*Task brief*. Go through the entries and transcribe each one exactly, dropping the pictures.

※

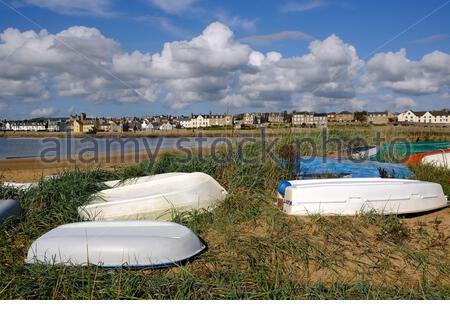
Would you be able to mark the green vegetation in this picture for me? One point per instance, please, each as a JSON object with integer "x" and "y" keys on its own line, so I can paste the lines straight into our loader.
{"x": 254, "y": 250}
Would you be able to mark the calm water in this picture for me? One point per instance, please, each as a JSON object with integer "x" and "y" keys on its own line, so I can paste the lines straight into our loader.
{"x": 35, "y": 147}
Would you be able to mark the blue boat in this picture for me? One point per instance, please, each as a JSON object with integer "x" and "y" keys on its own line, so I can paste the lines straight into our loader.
{"x": 334, "y": 167}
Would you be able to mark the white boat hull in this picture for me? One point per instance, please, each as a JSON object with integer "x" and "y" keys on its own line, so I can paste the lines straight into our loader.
{"x": 353, "y": 196}
{"x": 155, "y": 198}
{"x": 115, "y": 244}
{"x": 439, "y": 159}
{"x": 8, "y": 208}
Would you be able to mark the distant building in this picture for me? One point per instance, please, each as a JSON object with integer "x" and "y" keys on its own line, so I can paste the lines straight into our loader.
{"x": 276, "y": 118}
{"x": 119, "y": 126}
{"x": 146, "y": 125}
{"x": 434, "y": 117}
{"x": 221, "y": 120}
{"x": 379, "y": 117}
{"x": 250, "y": 119}
{"x": 166, "y": 126}
{"x": 344, "y": 116}
{"x": 301, "y": 119}
{"x": 85, "y": 126}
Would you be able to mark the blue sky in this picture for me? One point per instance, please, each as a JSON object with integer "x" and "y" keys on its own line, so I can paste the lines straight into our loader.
{"x": 330, "y": 55}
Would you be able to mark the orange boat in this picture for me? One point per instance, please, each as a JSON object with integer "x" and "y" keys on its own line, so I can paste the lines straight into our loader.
{"x": 439, "y": 158}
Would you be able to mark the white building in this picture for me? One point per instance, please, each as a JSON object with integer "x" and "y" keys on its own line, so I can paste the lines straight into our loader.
{"x": 196, "y": 121}
{"x": 166, "y": 126}
{"x": 435, "y": 117}
{"x": 147, "y": 125}
{"x": 25, "y": 126}
{"x": 309, "y": 119}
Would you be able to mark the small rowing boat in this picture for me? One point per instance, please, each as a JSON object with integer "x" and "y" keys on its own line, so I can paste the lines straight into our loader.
{"x": 352, "y": 196}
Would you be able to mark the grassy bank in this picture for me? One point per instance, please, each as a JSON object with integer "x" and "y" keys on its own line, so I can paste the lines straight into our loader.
{"x": 254, "y": 250}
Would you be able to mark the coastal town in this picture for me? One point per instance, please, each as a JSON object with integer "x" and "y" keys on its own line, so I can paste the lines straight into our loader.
{"x": 83, "y": 124}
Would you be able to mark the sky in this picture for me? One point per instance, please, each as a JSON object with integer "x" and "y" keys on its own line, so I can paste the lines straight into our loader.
{"x": 136, "y": 58}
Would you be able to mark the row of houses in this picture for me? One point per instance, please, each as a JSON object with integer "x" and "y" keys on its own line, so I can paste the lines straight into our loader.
{"x": 34, "y": 125}
{"x": 82, "y": 124}
{"x": 425, "y": 117}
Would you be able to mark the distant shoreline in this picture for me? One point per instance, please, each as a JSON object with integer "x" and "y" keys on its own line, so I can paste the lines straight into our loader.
{"x": 224, "y": 133}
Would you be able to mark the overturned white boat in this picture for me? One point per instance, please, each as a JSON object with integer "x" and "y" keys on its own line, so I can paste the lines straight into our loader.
{"x": 154, "y": 198}
{"x": 353, "y": 196}
{"x": 114, "y": 244}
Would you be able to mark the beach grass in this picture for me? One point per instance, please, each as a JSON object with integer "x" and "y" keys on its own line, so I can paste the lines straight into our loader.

※

*Result for this task*.
Would you be able to mark the green vegetation in this picture for me? One point per instance, please, each as a JSON object with integer "x" and "y" keys on its own line, so I can paste the lines straight into our loader.
{"x": 254, "y": 250}
Would you be able to mark the calm water in this picture for me? One point per instance, please, each as a JSON object with integer "x" and "y" keys on its own line, so I can paste the lines straight into our loader.
{"x": 35, "y": 147}
Would you be able to mark the blue boat in this picture for me? One point per instance, please, each as a JSON object with integer "x" and "y" keys on its own line, so I can paste the lines straight into our loader.
{"x": 334, "y": 167}
Would you be able to mark the white boat hull in this picture for me? One point per instance, please, each as a JSON object with integer "x" and "y" keys on its own line, so I can paste the lines straight into our loader.
{"x": 353, "y": 196}
{"x": 155, "y": 198}
{"x": 115, "y": 244}
{"x": 439, "y": 159}
{"x": 8, "y": 208}
Would you be able to mark the distant building in this picture for me? One point per instance, please, each as a JSON object with integer "x" and "y" keys on its own line, so I can paste the lines straight into our loader.
{"x": 276, "y": 118}
{"x": 119, "y": 126}
{"x": 146, "y": 125}
{"x": 434, "y": 117}
{"x": 221, "y": 120}
{"x": 379, "y": 117}
{"x": 250, "y": 119}
{"x": 166, "y": 126}
{"x": 344, "y": 116}
{"x": 301, "y": 119}
{"x": 85, "y": 126}
Would you be able to mark the blue sky in this picture for me? One point per instance, please, each as a JSON object with integer "x" and "y" keys on its own line, so I can paste the lines straight into our loader.
{"x": 330, "y": 55}
Would you be able to mark the orange boat in this picture for me? One point per instance, please, each as a JSON object with integer "x" and "y" keys on its own line, so I can paste the lines straight into our loader.
{"x": 439, "y": 158}
Would you be able to mark the white building in this picture for me? One point per instance, please, each as a JSON object with integer "x" and "y" keys on its own line, so I can paste the lines straight into our loader.
{"x": 196, "y": 121}
{"x": 166, "y": 126}
{"x": 435, "y": 117}
{"x": 147, "y": 125}
{"x": 25, "y": 126}
{"x": 309, "y": 119}
Would you be able to mark the small rowing boat in this picture for me? One point per instance, please, each as a JSON object with integer "x" and "y" keys on its own line, so I can paste the lines straight into our loader.
{"x": 352, "y": 196}
Would you be able to mark the grassy bank in this picture for me? One point per instance, please, each as a JSON object with integer "x" and "y" keys on its own line, so I can paste the lines straight into our loader.
{"x": 254, "y": 250}
Would you be able to mark the coastal town in this picture for me? One point per instance, please, each as a JSON object with integer "x" and "y" keys on its own line, so I can paste the lines straight into our loader.
{"x": 83, "y": 124}
Would you be able to mark the sky in this picture for me? One point per instance, please, each as a JSON object with integer "x" and "y" keys on its own line, so I can paste the lines straight into our loader.
{"x": 136, "y": 58}
Would you be able to mark the row of houses in this picture for me? One point per instance, please, each as a JSON object with integer "x" and "y" keys on its own line, so I can paste the lines straight into our loader.
{"x": 34, "y": 125}
{"x": 82, "y": 124}
{"x": 425, "y": 117}
Would you be able to mark the distant shoreline in this picture for me? One point per instance, please, each as a JSON object with integer "x" and "y" keys on its own line, so I can paste the lines straight into our loader.
{"x": 224, "y": 133}
Would you be able to mark the overturned white boat in this picture for me? One point per instance, please, each as a JSON object with integer "x" and "y" keys on its own line, so I can paste the lines straight into our loader.
{"x": 154, "y": 198}
{"x": 353, "y": 196}
{"x": 114, "y": 244}
Would you be able to mark the beach grass in this picture for me? One point per instance, please, each as a JSON object with integer "x" and "y" keys on its own line, so I can paste the lines straight into our loader.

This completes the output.